Александр Скаков рассказал о своих абхазских экспедициях, находках, приключениях, а также о некоторых тайнах дольменов.
– У многих первая ассоциация со словом "археолог" — этакий Индиана Джонс, добывающий артефакты с риском для жизни. Это, наверное, неправильная ассоциация?
– Индианой Джонсом я бываю только полтора месяца в году. Именно столько у меня продолжается полевой сезон. Да и то – с более-менее современной техникой, теодолитами, компьютерами. Так что Индиана Джонс – конечно, хороший образ, но это немного не сегодняшний день. Хотя бывают и палатки, и дожди, и под снегом приходится работать. Но это только часть археологии.
Остальное – это работа в Москве – с описанием находок, с публикациями. Все это требует кабинетного анализа. То есть археолог больше времени проводит не с лопатой или кисточкой в поле, а в кабинете, за компьютером.
– Наверное, бродяги-археологи посмеиваются над кабинетными историками?
– Я бы не отделял археологию от истории. Было такое выражение известного ученого Артемия Арциховского: "Археология – это история, вооруженная лопатой". Дело в том, что у истории как науки – очень ограниченный набор источников. Они все (или почти все) давно и хорошо известны. Сложно найти новые источники, новые летописи, новые хроники. Археология же постоянно пополняет мир источников новыми находками.
Их становится все больше и больше. Каждый новый сезон раскопок приносит все новые и новые открытия. Все это – источники, позволяющие нам делать выводы о нашей истории, о нашем древнем прошлом. Тем более, что есть эпохи, когда не было письменных источников, ни летописей, ни хроник.
Про народы, жившие на Кавказе в эпоху античности и раннего Средневековья, мы знаем большей частью из археологии. Есть античные – греческие и римские авторы. Но это – такие крохи! Это буквально отдельные фразы, отдельные сообщения, которые много раз цитируются, интерпретируются. Что-то новое получить из них сложно. Археология же позволяет прийти к новым выводам, сделать новые открытия.
– Понятно, что древности, драгоценности и редкости привлекают криминальных элементов. Бывало ли так, что приходилось охранять раскопанные участки?
– Да, конечно. Приходилось ночевать на раскопе, например. Чтобы никто не пришел, не залез. Дело в том, что людей привлекает не то, что в раскопе будет золото или бриллианты, которых там нет, конечно. Они могут просто по глупости залезть, ничего не найти, но все переворошить. Им будет забава, а нам – большая проблема. Даже беда.
☆ ☆ ☆
• **Задания**
1. Ответьте на вопросы по интервью об археологии, пометив ответы так же.
(a) Сколько времени в году длится полевой сезон у Александра Скакова?
(b) Какое выражение Артемия Арциховского приводится в интервью?
(c) Где Скакову приходилось ночевать, чтобы никто не залез на раскопанный участок?
2. Пожалуйста, воспроизведите дословно отрывок из интервью об археологии: всё от слов «Остальное – это» вниз до слов «над кабинетными историками?» включительно.
☆ ☆ ☆
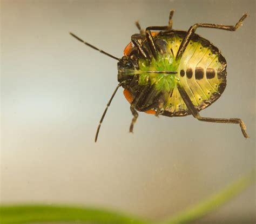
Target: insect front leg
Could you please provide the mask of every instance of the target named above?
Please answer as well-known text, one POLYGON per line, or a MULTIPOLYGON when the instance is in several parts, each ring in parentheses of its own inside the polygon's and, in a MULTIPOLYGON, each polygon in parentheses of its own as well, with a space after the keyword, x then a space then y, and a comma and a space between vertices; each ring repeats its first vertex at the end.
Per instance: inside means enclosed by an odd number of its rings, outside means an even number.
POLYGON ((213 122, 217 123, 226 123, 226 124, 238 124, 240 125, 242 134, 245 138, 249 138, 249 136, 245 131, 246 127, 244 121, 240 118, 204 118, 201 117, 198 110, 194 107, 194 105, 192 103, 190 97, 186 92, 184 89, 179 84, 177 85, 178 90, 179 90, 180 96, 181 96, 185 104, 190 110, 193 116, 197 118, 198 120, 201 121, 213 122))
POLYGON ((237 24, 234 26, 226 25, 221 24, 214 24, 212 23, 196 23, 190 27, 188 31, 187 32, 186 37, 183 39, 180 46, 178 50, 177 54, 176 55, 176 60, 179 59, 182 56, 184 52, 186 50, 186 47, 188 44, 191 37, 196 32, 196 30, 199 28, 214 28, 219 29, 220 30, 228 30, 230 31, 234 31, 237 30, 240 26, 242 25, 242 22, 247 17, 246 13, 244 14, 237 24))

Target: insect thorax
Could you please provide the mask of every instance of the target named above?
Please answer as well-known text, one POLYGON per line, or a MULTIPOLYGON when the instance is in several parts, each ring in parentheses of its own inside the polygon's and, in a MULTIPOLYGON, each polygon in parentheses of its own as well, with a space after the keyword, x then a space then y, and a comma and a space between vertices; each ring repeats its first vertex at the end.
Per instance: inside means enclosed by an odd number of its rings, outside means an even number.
☆ ☆ ☆
• **Ответы по заданиям**
1.
(a) Полтора месяца.
(b) «Археология – это история, вооруженная лопатой».
(c) На раскопе.

2.
Остальное – это работа в Москве – с описанием находок, с публикациями. Все это требует кабинетного анализа. То есть археолог больше времени проводит не с лопатой или кисточкой в поле, а в кабинете, за компьютером.
– Наверное, бродяги-археологи посмеиваются над кабинетными историками?